PROBLEMS TO SOLVE:
1. What stiffness does the exercise problem in the Coulomb damping Matlab page give for the single degree of freedom system?
2. Rewrite the records from their beginning through the line with "194 376 L 181", swapping "instance" for "occurrence" and changing nothing else. Leave the pictures out.

GIVEN PASSAGE:
★ ★ ★ ★ ★ ★ ★
Matlab code 6.3.4:

% plotting of time response for system with Coulomb damping. (Eq.6.3.24)
clc
clear all
a0=2;
ep=.1;
mug=.4;
t=0:0.1:100;
omega=1.3;
phi=omega;
beta=-3.15;
a=a0-((2*ep*mug*t)/(pi*omega));
u=a.*cos(omega*t+phi);
plot(t,u,t,a, '--' ,t,-a, '--' )
% title('SYSTEM WITH COULOMB DAMPING')
set(findobj(gca, 'Type' , 'line' ), 'Color' , 'b' , 'LineWidth' ,2);
set(gca, 'FontSize' ,14)
xlabel( 't' , 'fontsize' ,14, 'fontweight' , 'b' );
ylabel( 'u' , 'fontsize' ,14, 'fontweight' , 'b' );
grid on

Exercise problem :

1. Find the response of a single degree of freedom system with mass 1 kg, stiffness 100 N/m and damping factor 10 N.s/m. Plot the time response and phase portrait. Also plot the phase portrait considering coulomb damping and quadratic damping. Develop a Matlab code for finding the time response and phase portrait by using second order governing differential equation of motion (Use Runge-Kutta method).

Hints-The Matlab code for the system with viscous damping is given below

Matlab code 6.3.5:

%Use Runge-Kutta method to obtain the response of a sdof vibrating system

m=input( ‘mass of the system in kg = ' )

k=input( ‘Stiffness of the system in N/m = ' )

c=input( ‘damping factor of the system in N.S/m= ' )

u0=input(‘initial Displacement in m= '

v0=input(‘initial velocity in m= '

omega_n=sqrt(k/m),

zeta=c/(2*m*omega_n);

if (zeta>1)

display(over damp system)

u=

end

if(zeta==1)

display(‘critically damped system')

u=

end
★ ★ ★ ★ ★ ★ ★
SUPPLIED RECORDS:
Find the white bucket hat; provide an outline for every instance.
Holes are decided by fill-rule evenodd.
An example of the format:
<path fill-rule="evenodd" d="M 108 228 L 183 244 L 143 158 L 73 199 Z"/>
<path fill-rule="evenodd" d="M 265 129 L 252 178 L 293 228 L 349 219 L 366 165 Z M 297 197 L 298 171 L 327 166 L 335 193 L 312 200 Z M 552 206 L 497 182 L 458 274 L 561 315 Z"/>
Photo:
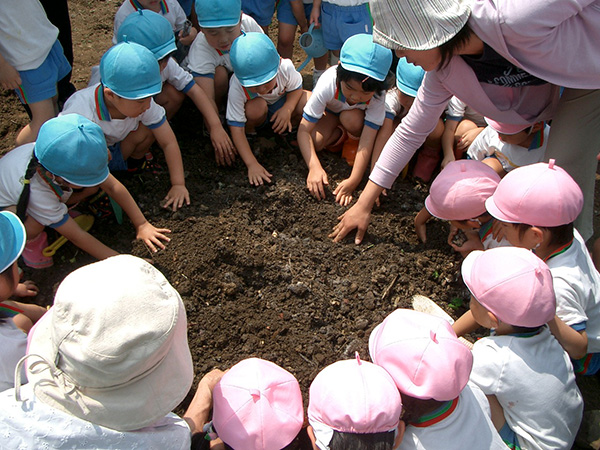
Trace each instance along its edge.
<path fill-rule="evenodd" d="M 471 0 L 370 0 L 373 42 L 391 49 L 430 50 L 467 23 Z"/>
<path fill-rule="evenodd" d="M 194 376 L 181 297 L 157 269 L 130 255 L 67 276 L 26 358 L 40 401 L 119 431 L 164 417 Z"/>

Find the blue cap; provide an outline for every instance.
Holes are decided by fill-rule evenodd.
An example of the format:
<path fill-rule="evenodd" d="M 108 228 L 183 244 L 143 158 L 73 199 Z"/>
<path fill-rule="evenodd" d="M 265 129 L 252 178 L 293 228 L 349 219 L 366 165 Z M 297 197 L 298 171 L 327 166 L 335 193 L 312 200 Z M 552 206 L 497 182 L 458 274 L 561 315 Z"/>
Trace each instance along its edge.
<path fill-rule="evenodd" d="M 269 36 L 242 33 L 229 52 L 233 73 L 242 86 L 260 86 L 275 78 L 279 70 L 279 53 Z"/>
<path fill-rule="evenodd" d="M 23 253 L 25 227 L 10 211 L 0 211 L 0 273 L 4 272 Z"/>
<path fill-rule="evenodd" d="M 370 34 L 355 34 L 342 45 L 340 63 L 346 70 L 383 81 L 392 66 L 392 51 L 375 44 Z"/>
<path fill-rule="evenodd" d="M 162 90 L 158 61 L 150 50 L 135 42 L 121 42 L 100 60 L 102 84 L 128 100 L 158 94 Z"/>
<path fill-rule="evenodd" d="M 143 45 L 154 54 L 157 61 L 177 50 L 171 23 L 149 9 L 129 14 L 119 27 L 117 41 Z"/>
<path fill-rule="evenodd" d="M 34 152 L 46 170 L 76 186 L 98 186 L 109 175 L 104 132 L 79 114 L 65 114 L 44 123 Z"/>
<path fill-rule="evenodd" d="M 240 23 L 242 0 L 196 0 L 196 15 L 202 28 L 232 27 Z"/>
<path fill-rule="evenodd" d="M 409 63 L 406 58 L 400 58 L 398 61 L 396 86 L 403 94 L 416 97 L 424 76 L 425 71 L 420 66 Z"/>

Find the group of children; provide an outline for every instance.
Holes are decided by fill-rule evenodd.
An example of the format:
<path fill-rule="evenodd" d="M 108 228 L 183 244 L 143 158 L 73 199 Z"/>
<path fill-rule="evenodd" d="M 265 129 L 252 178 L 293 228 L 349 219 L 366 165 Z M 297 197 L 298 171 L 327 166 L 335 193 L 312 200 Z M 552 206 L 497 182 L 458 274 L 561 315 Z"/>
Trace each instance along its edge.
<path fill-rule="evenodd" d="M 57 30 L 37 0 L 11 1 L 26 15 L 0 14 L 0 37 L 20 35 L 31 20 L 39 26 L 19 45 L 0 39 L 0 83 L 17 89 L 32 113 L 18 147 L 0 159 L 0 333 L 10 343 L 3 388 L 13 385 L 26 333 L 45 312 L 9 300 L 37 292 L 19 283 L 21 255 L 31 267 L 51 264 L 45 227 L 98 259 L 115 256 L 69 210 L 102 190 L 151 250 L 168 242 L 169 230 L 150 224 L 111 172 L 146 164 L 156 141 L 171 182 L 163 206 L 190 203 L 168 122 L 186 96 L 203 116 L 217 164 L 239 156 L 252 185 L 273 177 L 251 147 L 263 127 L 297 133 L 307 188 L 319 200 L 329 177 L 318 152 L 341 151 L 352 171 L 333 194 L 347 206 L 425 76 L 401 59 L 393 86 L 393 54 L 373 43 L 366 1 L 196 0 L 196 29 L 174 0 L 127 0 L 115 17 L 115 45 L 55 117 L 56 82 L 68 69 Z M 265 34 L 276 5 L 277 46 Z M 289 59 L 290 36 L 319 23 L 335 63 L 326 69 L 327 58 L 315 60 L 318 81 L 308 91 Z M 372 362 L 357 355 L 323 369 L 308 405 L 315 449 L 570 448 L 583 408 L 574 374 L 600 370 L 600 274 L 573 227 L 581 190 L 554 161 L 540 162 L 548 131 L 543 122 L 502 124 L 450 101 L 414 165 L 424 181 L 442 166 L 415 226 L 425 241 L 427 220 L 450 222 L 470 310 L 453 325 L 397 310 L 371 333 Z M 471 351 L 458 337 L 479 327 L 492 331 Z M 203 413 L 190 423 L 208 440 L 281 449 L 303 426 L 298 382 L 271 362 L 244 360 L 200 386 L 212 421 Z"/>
★ ★ ★ ★ ★ ★ ★
SOLUTIONS IN ORDER:
1. 100 N/m

2.
Find the white bucket hat; provide an outline for every occurrence.
Holes are decided by fill-rule evenodd.
An example of the format:
<path fill-rule="evenodd" d="M 108 228 L 183 244 L 143 158 L 73 199 Z"/>
<path fill-rule="evenodd" d="M 265 129 L 252 178 L 293 228 L 349 219 L 366 165 Z M 297 197 L 298 171 L 327 166 L 335 193 L 312 200 Z M 552 206 L 497 182 L 458 274 L 561 315 Z"/>
Photo:
Trace each occurrence along its edge.
<path fill-rule="evenodd" d="M 471 0 L 370 0 L 373 42 L 391 49 L 430 50 L 467 23 Z"/>
<path fill-rule="evenodd" d="M 194 376 L 181 297 L 157 269 L 130 255 L 67 276 L 26 358 L 40 401 L 119 431 L 164 417 Z"/>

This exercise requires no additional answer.